_Data supplied:_
--------------------------------------------------
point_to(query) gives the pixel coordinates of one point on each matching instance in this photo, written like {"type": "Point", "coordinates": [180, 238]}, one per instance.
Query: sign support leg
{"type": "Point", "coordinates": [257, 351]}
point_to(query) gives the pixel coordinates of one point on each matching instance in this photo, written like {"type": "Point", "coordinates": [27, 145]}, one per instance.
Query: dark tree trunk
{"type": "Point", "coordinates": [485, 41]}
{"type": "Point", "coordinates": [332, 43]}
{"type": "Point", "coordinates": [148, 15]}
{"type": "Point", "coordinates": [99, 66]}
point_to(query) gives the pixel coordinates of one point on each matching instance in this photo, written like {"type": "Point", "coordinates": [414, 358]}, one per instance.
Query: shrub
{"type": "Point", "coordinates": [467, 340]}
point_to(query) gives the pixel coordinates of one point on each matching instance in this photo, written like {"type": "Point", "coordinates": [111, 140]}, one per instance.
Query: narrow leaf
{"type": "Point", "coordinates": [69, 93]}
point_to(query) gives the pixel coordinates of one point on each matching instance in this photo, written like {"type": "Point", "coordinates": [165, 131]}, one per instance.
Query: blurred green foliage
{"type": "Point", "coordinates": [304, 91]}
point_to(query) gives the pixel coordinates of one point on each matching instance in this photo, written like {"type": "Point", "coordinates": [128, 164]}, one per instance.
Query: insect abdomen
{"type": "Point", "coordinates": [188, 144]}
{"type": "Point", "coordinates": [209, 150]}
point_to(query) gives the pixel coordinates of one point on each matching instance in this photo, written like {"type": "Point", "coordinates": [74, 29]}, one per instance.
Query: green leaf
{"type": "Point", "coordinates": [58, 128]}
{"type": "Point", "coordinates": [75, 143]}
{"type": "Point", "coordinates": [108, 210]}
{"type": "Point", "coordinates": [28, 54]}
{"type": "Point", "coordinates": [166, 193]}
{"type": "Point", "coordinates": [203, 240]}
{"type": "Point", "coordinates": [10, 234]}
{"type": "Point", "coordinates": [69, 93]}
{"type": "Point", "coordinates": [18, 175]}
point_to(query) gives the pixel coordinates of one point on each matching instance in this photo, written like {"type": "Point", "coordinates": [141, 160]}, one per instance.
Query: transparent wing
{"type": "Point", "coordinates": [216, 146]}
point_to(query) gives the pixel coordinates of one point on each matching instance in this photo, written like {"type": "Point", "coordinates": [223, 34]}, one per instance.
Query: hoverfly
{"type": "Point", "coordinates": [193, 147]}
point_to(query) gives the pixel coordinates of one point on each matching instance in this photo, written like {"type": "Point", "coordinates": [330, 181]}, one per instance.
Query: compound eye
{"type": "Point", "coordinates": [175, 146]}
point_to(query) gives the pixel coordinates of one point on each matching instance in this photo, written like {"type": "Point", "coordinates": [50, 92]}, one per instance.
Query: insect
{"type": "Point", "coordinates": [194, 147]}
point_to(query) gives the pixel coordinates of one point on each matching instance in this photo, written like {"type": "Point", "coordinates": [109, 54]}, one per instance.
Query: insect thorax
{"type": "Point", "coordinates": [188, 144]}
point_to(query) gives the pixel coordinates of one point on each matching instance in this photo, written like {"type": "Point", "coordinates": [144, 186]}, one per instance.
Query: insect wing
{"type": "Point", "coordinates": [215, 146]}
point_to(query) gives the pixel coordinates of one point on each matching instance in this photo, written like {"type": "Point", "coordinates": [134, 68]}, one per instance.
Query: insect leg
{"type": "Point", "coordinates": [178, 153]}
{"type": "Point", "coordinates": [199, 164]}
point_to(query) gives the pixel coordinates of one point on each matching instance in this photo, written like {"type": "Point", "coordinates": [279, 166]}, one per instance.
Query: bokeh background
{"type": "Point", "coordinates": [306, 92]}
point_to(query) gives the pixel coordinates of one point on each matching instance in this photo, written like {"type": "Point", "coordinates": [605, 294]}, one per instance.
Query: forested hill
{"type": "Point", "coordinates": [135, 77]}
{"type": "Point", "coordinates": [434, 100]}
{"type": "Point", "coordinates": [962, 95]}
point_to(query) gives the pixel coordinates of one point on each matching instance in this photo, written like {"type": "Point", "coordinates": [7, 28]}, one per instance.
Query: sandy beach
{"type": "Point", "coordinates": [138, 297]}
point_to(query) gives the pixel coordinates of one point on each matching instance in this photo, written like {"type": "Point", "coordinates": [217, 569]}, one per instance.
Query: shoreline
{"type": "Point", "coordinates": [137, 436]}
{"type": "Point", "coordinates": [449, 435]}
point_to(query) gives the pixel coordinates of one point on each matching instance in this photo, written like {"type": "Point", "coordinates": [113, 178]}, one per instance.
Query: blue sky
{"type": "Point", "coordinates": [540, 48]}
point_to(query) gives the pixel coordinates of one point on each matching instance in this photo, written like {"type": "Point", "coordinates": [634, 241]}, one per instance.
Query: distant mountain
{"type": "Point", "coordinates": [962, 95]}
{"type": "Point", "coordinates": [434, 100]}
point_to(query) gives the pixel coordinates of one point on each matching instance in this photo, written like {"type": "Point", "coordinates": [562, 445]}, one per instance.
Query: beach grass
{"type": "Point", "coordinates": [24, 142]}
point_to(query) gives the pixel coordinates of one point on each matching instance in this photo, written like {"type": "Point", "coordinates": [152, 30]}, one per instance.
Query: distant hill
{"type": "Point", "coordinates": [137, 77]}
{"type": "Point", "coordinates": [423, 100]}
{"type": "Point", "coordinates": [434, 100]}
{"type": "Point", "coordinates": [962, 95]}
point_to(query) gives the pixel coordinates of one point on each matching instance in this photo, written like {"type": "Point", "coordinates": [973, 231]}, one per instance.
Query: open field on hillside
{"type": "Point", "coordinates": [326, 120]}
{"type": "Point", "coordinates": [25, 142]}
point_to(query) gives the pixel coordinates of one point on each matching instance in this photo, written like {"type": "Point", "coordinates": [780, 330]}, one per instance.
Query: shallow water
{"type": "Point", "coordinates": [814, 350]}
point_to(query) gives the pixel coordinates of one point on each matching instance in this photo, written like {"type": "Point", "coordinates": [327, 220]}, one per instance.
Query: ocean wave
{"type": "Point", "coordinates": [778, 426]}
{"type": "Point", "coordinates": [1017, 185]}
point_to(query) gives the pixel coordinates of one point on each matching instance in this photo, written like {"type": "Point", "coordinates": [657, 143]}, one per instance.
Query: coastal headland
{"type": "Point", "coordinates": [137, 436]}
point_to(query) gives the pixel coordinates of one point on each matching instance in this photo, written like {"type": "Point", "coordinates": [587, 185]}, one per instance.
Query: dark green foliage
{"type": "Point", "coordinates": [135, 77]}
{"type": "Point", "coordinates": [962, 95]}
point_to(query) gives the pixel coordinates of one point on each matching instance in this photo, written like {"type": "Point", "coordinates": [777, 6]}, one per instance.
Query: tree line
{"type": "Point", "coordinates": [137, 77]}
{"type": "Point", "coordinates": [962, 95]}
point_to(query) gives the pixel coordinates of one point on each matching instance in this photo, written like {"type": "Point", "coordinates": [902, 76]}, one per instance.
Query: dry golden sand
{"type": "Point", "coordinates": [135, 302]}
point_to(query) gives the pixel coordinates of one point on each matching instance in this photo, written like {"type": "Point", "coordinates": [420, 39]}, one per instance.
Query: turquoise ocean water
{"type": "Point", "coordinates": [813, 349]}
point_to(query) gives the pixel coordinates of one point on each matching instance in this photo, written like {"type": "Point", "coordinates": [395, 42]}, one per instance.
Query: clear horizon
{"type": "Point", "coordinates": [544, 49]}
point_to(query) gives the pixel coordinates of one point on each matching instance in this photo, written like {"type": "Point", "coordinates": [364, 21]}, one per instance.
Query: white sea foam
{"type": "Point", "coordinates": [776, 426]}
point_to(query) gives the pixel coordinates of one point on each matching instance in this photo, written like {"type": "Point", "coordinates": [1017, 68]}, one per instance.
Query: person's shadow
--------------------------------------------------
_Problem details:_ In the listing above, the line with "Query: turquoise ocean water" and every line after it must be set down word for word, and no other line.

_Reply to the task:_
Query: turquoise ocean water
{"type": "Point", "coordinates": [813, 349]}
point_to(query) gives the pixel coordinates of one point on each matching instance in this photo, written like {"type": "Point", "coordinates": [395, 42]}, one per instance.
Query: clear horizon
{"type": "Point", "coordinates": [544, 49]}
point_to(query) gives the pixel coordinates of one point on each matching instance in this photo, written like {"type": "Point", "coordinates": [364, 21]}, one per instance.
Query: white sea foam
{"type": "Point", "coordinates": [776, 426]}
point_to(query) gives the pixel coordinates of one point on each matching instance in this photo, written like {"type": "Point", "coordinates": [1017, 68]}, one per instance.
Query: person's shadow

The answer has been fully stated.